• What is being asked
Please switch every "exercise" in the material below to "activity" and give the lines again with nothing else changed.

** Begin **

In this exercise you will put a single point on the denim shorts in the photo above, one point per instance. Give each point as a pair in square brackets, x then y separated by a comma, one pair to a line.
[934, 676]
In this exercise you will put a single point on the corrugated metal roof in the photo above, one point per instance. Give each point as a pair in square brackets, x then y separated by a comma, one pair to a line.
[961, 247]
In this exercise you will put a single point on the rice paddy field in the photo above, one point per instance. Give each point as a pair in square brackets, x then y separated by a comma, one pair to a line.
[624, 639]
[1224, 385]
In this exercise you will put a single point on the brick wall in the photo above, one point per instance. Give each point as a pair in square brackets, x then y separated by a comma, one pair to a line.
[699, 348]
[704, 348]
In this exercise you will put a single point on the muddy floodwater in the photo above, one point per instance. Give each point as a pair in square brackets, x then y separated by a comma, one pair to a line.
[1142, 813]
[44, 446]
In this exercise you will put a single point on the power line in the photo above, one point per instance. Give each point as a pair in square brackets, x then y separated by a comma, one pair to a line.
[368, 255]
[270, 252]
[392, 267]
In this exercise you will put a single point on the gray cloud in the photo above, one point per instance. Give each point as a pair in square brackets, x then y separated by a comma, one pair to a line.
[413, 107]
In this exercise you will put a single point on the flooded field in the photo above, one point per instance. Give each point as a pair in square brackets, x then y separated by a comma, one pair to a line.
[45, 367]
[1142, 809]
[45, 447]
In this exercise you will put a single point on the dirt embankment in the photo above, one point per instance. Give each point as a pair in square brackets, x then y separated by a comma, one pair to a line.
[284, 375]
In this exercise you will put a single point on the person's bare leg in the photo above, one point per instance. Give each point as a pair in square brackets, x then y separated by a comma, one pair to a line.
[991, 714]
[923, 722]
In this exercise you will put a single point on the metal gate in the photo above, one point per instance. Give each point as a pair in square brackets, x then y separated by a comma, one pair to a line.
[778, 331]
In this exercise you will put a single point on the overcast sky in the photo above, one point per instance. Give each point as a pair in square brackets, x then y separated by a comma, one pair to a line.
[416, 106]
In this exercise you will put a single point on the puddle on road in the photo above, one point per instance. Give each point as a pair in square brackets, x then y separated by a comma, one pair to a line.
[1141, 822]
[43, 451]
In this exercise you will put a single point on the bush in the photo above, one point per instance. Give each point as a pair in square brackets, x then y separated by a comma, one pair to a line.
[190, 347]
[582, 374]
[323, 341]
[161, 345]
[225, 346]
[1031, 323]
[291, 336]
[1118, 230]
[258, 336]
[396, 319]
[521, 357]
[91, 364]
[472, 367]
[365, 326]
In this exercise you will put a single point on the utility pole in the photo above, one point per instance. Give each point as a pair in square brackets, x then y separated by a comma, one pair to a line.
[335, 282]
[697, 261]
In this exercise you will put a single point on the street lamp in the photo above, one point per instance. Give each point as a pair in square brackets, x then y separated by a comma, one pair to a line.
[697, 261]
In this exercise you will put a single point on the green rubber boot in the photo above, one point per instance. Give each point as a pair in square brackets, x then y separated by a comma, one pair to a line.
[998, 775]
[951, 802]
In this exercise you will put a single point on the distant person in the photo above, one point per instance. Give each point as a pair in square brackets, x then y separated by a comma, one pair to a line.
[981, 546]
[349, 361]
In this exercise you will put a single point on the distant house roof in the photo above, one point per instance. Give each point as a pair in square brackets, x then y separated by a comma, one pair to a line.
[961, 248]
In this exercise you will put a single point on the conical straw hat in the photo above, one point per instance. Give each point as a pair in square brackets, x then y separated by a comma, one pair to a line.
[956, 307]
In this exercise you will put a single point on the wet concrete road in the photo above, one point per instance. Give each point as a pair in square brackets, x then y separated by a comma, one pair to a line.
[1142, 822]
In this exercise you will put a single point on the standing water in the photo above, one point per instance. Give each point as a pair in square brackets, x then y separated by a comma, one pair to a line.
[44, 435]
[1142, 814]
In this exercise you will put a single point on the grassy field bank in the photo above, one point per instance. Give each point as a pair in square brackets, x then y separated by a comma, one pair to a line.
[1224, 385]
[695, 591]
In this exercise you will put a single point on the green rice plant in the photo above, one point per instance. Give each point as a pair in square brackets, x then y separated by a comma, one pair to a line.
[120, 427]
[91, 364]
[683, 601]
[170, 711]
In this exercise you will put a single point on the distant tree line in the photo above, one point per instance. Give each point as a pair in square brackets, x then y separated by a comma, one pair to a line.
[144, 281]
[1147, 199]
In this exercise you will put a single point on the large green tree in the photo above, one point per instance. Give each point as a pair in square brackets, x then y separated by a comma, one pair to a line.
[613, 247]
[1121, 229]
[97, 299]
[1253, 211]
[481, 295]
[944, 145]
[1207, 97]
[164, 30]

** End **

• Answer to this task
In this activity you will put a single point on the denim shorts in the photo above, one point per instance. Give each point as a pair in square brackets, x then y separated by a comma, one pair to a line.
[934, 676]
In this activity you will put a single point on the corrugated metal roof in the photo above, one point per instance. Give each point as a pair in square brackets, x then y separated by a comma, one pair to a line.
[961, 247]
In this activity you will put a single point on the rice paddy field in the photo above, one point per instance. Give each point as a pair in square brackets, x then y separated by a comma, one pair to a line.
[624, 639]
[1224, 385]
In this activity you will put a single point on the brick wall in the photo above, one point per instance. Give each point as a pair in square brackets, x then y separated by a comma, one pair to a line.
[699, 348]
[704, 348]
In this activity you will put a single point on the muddy floodwater in the photo above, one point per instance. Give each point as a pair in square brackets, x then y separated by a comma, one pair to a line.
[1142, 813]
[44, 446]
In this activity you will put a single point on the power line in the photo above, one point per instance. Give each point as a pair in square brackets, x then y separated by a comma, one pair to a line.
[368, 255]
[270, 252]
[392, 267]
In this activity you will put a single point on the gray cloud in the photo above, one point per instance. Give each point as a pair in square brackets, x then y separated by a comma, one pair to a line.
[413, 107]
In this activity you will put a single point on the flooded field in the photo above, one point per instance. Give each point as a pair in square brackets, x then y separated by a comma, one pair to a line.
[45, 367]
[1142, 809]
[45, 447]
In this activity you will put a single point on the dirt embankment in the photo above, one point per instance. Give each point as a pair in square brackets, x then y separated by a comma, one pair to a line.
[284, 375]
In this activity you will put a single point on the person's bare leg in the photo above, one point per instance. Give each point as a pair in square brackets, x then y separated by a comma, one pair to a line.
[991, 714]
[923, 722]
In this activity you will put a single point on the metal gate in the photo above, one point per instance. Give each point as a pair in square brackets, x then y separated by a comma, one pair to a line.
[778, 331]
In this activity you will put a single point on the overcast sky in the photo above, one point per instance. Give each point as a pair in square brackets, x then y separated by a comma, one pair to a line.
[416, 106]
In this activity you will put a single point on the puddle on road in the photo above, one point per instance. Give each point as a pair in square brackets, x then y separated by a comma, one pair to a line.
[1141, 822]
[43, 451]
In this activity you will put a single point on the bush in the photo above, one point per instance. Give each point as a pair in square brackets, x then y separated by a comma, one pair to a line.
[190, 347]
[582, 374]
[323, 341]
[161, 345]
[225, 346]
[1031, 323]
[291, 336]
[1118, 230]
[258, 336]
[396, 319]
[521, 357]
[91, 364]
[472, 367]
[365, 326]
In this activity you will put a single point on the utility pole in the photo above, one point per instance. Give each point as a pair in square brackets, x then y separated by a comma, one pair to a line.
[335, 282]
[697, 261]
In this activity you will put a single point on the street lamp in the photo above, one point per instance. Give each point as a pair in square brackets, x then y separated by a comma, one pair to a line.
[697, 261]
In this activity you will put a single point on the green rubber boot in the photo above, one point per instance. Give each point as a pair in square brackets, x then y separated by a comma, one pair to a line.
[998, 775]
[951, 802]
In this activity you will put a single point on the distant person in the photo above, one point per instance. Give each point as a pair in square brackets, x then y separated by a comma, one pair to a line.
[981, 546]
[349, 361]
In this activity you will put a single point on the distant house roof in the photo above, one point per instance. Give each point as a pair in square brackets, x then y separated by a comma, one pair to a line.
[961, 248]
In this activity you will put a single point on the conical straw hat in the photo above, one point per instance. Give each point as a pair in square brackets, x then y separated by a comma, one pair to a line.
[956, 307]
In this activity you will put a single point on the wet concrete road in the photo above, one point per instance. Give each point as a pair in square brackets, x then y separated by a comma, one pair to a line.
[1142, 822]
In this activity you will put a single point on the standing water in the photo above, one point per instance. Give each point as a pair in square brackets, x then y separated by a comma, one pair to a line.
[44, 435]
[1142, 814]
In this activity you will put a single point on the grassy field bank in the photo above, one point per instance. Give each point as a pair in square brackets, x then y separated by a comma, one pair to a line.
[1224, 385]
[695, 591]
In this activity you will put a single point on the green rice plant in the photo above, one point per instance. Give each point as a pair in square brackets, x then y separated by a comma, one pair to a line.
[120, 427]
[91, 364]
[683, 601]
[170, 711]
In this activity you will put a single point on the distant tree line in the photo above, one point per instance. Give each point as a pair in square brackets, x then y separated by a comma, one pair to a line.
[144, 281]
[1147, 199]
In this activity you will put a single point on the large green tree in the photo above, one point per instance. Give each point as a pair in square brackets, x then y separated by a comma, one pair to a line.
[613, 247]
[1121, 229]
[97, 299]
[1253, 211]
[481, 295]
[944, 145]
[1207, 97]
[164, 30]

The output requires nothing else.